__SHORT EXERCISE__
Set down, word for word, the stretch of items from the line that contains "spot the green sepal" through the end of the items, both ends included.
### MATERIAL FOR THIS TASK
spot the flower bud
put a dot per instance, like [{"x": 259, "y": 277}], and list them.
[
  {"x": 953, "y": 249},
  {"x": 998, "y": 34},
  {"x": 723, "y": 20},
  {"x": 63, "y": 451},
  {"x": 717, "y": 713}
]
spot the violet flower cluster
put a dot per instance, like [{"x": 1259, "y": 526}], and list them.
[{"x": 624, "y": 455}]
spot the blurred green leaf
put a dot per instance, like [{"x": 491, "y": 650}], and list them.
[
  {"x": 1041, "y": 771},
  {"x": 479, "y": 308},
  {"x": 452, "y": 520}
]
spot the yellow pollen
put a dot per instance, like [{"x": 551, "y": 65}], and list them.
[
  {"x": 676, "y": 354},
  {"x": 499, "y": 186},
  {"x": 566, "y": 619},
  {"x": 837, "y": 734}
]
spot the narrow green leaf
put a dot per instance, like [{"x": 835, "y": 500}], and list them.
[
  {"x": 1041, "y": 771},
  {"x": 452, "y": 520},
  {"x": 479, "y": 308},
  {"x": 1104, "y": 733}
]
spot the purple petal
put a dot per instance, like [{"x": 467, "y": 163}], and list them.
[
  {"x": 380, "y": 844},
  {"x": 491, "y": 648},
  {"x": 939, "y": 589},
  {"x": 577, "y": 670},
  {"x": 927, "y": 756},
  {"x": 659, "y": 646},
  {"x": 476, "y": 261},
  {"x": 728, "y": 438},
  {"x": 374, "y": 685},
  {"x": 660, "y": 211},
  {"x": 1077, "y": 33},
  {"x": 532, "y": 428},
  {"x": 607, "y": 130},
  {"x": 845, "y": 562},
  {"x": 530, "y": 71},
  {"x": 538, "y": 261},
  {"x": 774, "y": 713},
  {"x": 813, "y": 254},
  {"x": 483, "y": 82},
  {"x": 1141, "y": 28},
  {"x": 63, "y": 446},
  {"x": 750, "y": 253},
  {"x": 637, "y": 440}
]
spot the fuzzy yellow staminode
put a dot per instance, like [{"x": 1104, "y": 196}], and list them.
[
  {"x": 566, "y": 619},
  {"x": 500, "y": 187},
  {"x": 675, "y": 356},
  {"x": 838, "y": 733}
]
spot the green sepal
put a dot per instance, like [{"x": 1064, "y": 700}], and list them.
######
__COMPLETE OUTPUT__
spot the green sepal
put a dot per instance, like [{"x": 1064, "y": 700}], and list them.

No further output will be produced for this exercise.